_Exercise description_. Could you copy out each of the entries below word for word, leaving the pictures out?

- - - - -

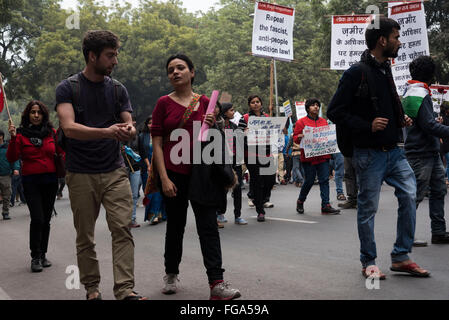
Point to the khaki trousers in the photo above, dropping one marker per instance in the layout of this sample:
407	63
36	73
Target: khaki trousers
87	193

- - - - -

_Result for this exercise_.
Point to the khaki trousers in the photo above, dropping one marker per instance in the layout of this sample:
407	63
36	73
Target: khaki trousers
87	193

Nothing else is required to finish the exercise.